● Exercise details
Can you transcribe every entry word for word, skipping the images?

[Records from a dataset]
* * *
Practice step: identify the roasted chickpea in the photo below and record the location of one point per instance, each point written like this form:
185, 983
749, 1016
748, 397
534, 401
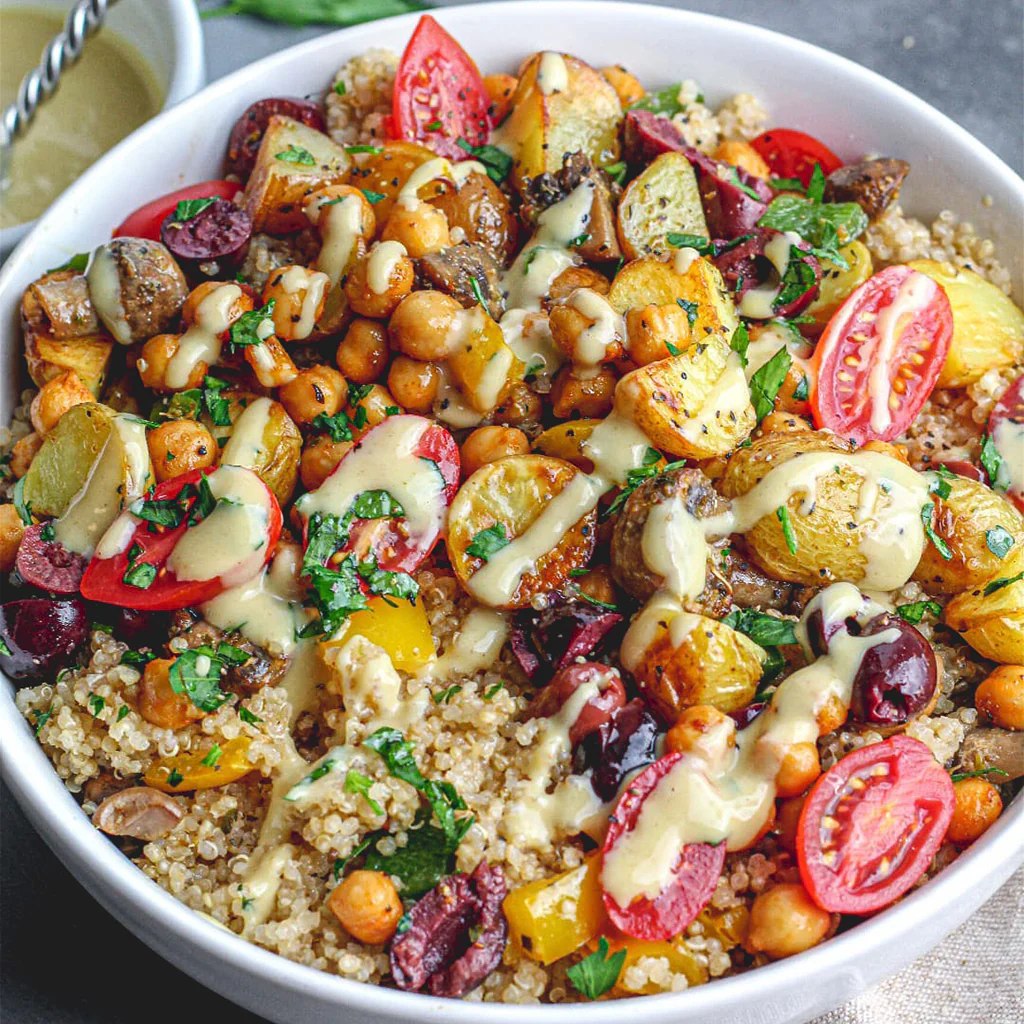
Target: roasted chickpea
55, 397
487, 444
977, 806
422, 228
320, 458
627, 86
414, 383
785, 921
179, 446
378, 283
318, 389
155, 358
158, 704
363, 352
24, 452
421, 326
583, 397
368, 906
11, 531
1000, 696
799, 769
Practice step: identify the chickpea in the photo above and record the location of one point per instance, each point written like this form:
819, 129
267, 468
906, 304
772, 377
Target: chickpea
799, 769
24, 452
583, 397
364, 299
740, 154
421, 326
486, 444
414, 383
55, 397
179, 446
11, 531
363, 352
158, 704
785, 921
1000, 696
421, 229
368, 906
977, 806
155, 357
317, 389
320, 458
627, 86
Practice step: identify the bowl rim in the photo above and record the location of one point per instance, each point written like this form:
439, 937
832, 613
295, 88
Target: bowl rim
64, 826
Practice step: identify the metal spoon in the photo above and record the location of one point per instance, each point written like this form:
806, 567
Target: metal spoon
61, 51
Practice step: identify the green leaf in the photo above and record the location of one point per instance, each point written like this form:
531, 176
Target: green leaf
596, 974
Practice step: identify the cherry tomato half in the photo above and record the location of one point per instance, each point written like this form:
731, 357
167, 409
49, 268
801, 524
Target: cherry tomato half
793, 154
871, 824
146, 220
152, 544
881, 354
693, 878
438, 93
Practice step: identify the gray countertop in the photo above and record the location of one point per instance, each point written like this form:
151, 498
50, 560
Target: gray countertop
64, 960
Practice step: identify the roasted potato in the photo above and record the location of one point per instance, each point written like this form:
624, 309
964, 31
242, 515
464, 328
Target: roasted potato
988, 328
665, 198
579, 114
695, 404
293, 162
511, 494
976, 524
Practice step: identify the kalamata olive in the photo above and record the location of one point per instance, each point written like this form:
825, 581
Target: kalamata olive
897, 679
220, 232
596, 711
621, 744
248, 131
40, 635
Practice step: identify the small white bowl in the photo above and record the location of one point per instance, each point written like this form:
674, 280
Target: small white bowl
169, 37
855, 112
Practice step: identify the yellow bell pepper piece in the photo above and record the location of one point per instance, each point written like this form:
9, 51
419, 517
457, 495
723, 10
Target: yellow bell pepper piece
400, 628
201, 769
552, 918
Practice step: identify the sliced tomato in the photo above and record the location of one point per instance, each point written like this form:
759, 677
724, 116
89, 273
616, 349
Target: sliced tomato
693, 878
881, 354
871, 824
438, 93
151, 544
1006, 427
145, 221
792, 154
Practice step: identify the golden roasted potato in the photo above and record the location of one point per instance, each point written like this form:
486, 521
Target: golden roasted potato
499, 503
977, 524
695, 404
988, 328
665, 198
561, 104
294, 161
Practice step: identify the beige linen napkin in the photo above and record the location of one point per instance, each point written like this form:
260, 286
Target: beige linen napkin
975, 976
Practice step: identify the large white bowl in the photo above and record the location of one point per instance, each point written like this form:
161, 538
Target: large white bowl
855, 112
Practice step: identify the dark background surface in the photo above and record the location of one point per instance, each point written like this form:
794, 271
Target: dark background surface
64, 960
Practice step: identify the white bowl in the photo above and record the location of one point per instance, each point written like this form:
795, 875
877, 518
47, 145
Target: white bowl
855, 112
168, 36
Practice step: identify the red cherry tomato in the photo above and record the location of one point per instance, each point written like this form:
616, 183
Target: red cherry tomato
881, 354
793, 154
153, 544
438, 93
146, 220
693, 878
871, 824
1006, 420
* * *
● Result for this task
Practice step: identify the roasted chickpea in the photo below and record the location of one point per instance, each point written like this form:
185, 983
749, 1016
748, 397
534, 401
Target: roasted chickpea
55, 397
487, 444
977, 806
422, 228
320, 458
627, 86
414, 383
785, 921
179, 446
378, 283
318, 389
155, 358
158, 704
363, 352
24, 452
421, 326
583, 397
368, 906
11, 531
1000, 696
799, 769
Practice step: identify the chickpea in the photo above and record the location of one point per instance, each point written like this form:
819, 129
267, 468
906, 304
772, 377
Target: chickpea
799, 769
24, 452
583, 397
364, 299
740, 154
421, 326
486, 444
414, 383
55, 397
179, 446
11, 531
363, 352
158, 704
785, 921
1000, 696
421, 229
368, 906
977, 806
155, 357
317, 389
320, 458
627, 86
Practice step: identify the bowl rim in the photo above and record the location of one point per instance, each point written like this form:
439, 937
832, 613
295, 88
Target: bowl rim
64, 826
Practice step: identify the metal spoon in the photo above and record the location of one point per instance, each point written like this form:
806, 567
Target: metal spoon
61, 51
Practice step: identify the green leaf in the photo above and record the location of one point per instance, each point written like this form:
531, 176
Target: green leaf
596, 974
Practice step: identify the cherry tomato half in the photo above and record the location of one point per instance, each point written like this form:
731, 357
167, 409
49, 268
801, 524
Target: cherry tomato half
793, 154
871, 824
146, 220
152, 544
881, 354
693, 878
438, 93
Practice step: identify the gray countertop in the photo above and record the location of one point per instance, each point written like this form:
151, 498
50, 560
Target: gray countertop
64, 960
Practice step: identify the roasted potato in the photo above and record the location of one point per instance, each point written like this form:
624, 309
964, 31
242, 515
464, 328
Target: roasted potato
988, 328
665, 198
579, 114
695, 404
293, 162
511, 494
976, 524
Practice step: identify the kalamata olive in the photo above and record the location of one point per instance, each point written like this form:
825, 581
Target: kalamata olive
897, 679
220, 232
596, 711
621, 744
248, 131
40, 635
Practice step: identify the small white bowl in the photo above and record the location of one point per instance, each point written like this form:
674, 280
Target: small white bowl
169, 37
855, 112
Practice step: identify the yellow bell pepper piece in the photo above and record the location of one point per instance, each point written like this form:
9, 51
419, 517
457, 495
723, 10
Target: yellow bell pepper piece
400, 628
201, 769
552, 918
Practice step: identify the sliced tomato in the photo above and record the location of one point per instance, each point written like this form:
759, 677
724, 116
89, 273
616, 349
Target: sliced tomato
693, 878
881, 354
871, 824
438, 93
151, 544
1006, 427
145, 221
792, 154
Practice step: identify the golden roasted potato in the photo above and record the location of one point per instance, each point written like this form:
486, 521
Target: golden roasted potato
499, 503
977, 524
695, 404
988, 328
665, 198
561, 104
294, 161
Practice step: identify the beige linen napkin in the photo above and record the location of one point per instance, each point written like this form:
260, 286
Target: beige linen napkin
975, 976
Practice step: identify the large white bowl in the photo above and record the location of one point per instance, each point written like this form:
161, 538
Target: large white bowl
855, 112
Practice step: identify the dark background surface in the photo above and record the location of one point per instance, each point written like this form:
794, 271
Target: dark background surface
64, 960
Practice step: identify the white bowl in the photo above and record the location of one point per instance, each point written like this form:
795, 875
877, 518
47, 145
Target: white bowl
855, 112
168, 36
Practice step: identify the red cherry tomato in the photo above and record the location of one point per instance, each point written like this form:
616, 183
Target: red cherry tomato
881, 354
793, 154
153, 544
438, 93
146, 220
693, 878
871, 824
1006, 420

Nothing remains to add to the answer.